— START —
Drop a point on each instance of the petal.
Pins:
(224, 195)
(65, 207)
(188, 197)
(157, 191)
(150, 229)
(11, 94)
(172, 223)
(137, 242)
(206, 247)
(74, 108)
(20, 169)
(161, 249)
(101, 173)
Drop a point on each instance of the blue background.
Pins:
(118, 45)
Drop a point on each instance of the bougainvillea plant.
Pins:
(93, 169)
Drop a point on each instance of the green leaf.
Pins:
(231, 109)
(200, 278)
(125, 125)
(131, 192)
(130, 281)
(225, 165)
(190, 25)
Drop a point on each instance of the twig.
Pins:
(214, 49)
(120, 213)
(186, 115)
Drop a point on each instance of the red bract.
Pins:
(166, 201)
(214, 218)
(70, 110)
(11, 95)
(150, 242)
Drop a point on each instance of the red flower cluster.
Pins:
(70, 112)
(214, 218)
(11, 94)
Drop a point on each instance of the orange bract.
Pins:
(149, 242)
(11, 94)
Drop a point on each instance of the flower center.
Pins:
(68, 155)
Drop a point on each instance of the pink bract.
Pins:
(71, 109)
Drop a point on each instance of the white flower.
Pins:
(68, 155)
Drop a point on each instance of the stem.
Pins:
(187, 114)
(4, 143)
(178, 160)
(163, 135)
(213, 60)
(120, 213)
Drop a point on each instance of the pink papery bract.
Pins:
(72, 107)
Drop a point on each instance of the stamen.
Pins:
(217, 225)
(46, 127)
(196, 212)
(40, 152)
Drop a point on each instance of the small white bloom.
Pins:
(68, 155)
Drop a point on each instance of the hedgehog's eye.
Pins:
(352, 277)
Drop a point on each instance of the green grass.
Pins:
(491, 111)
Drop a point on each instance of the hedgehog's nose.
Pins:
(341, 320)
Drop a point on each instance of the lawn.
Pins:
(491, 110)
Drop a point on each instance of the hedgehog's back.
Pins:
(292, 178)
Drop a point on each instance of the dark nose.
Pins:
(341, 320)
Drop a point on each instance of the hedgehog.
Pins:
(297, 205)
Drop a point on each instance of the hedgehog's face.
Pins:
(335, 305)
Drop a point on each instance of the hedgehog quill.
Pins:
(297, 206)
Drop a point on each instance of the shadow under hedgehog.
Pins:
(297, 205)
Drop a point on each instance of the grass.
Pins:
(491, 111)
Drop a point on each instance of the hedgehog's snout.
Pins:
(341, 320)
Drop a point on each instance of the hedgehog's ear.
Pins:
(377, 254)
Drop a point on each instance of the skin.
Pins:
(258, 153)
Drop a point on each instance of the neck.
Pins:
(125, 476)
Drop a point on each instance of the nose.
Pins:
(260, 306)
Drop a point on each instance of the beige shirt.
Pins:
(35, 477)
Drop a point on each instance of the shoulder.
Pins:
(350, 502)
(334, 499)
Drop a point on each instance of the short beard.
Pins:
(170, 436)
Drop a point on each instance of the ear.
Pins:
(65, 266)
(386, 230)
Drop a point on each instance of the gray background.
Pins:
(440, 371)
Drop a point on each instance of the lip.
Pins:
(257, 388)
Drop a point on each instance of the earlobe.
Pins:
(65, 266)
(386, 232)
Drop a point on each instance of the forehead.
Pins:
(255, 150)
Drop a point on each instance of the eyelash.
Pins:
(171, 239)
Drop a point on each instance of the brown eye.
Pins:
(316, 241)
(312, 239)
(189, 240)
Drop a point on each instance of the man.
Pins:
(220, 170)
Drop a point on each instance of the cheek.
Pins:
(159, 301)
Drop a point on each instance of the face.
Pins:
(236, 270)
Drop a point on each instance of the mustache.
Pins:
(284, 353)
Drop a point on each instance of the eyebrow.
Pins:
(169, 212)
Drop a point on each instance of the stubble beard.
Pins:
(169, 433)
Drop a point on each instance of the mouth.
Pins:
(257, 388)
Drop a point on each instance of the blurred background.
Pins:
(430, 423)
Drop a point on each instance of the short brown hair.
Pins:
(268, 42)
— END —
— START —
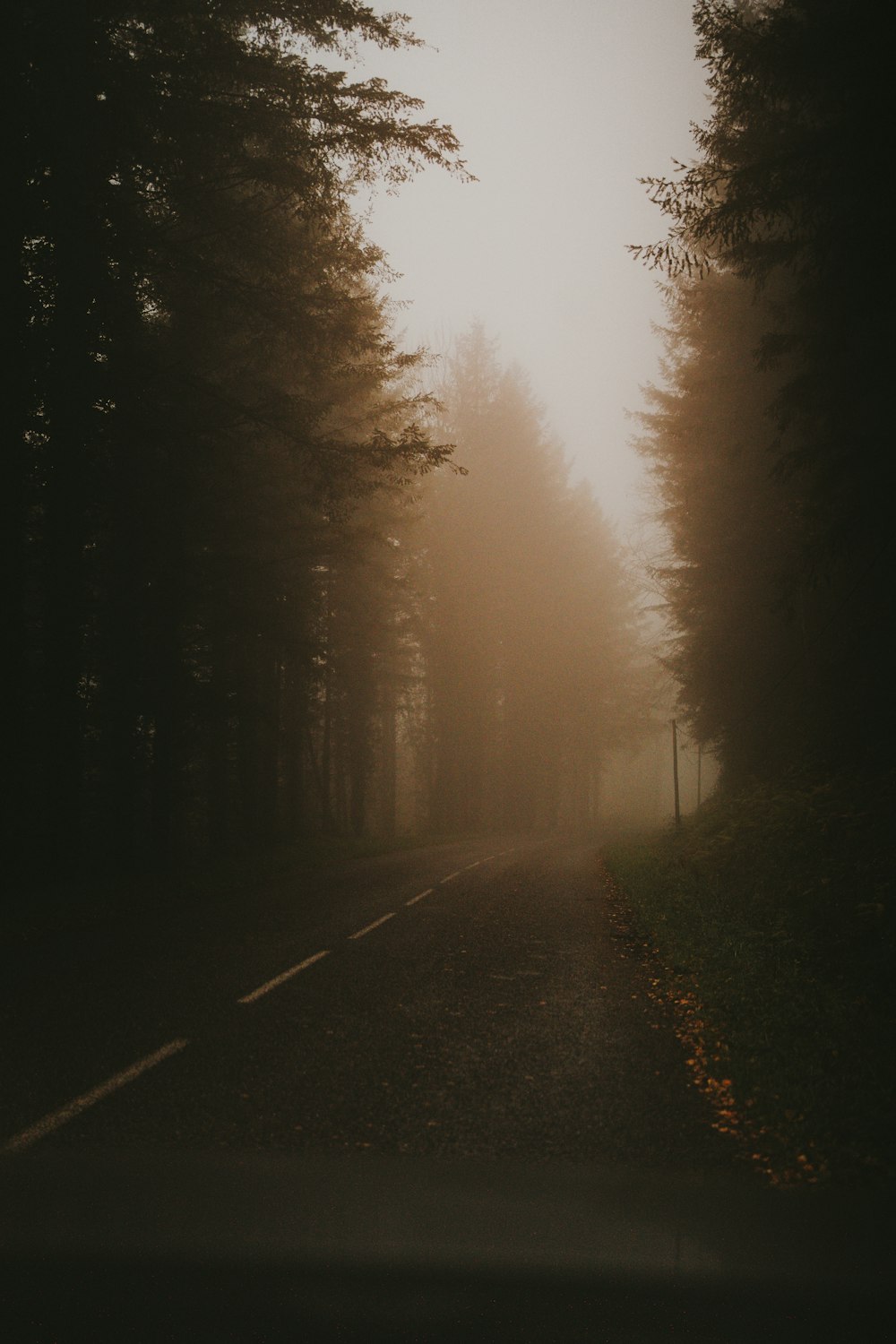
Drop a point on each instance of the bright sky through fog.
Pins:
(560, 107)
— END —
Problem statement: Which lines in the records contain the word "short"? Pull each of them out and copy it in full.

Response:
Drop a point on each instance of the short beard.
Drop a point on each instance of the short brown hair.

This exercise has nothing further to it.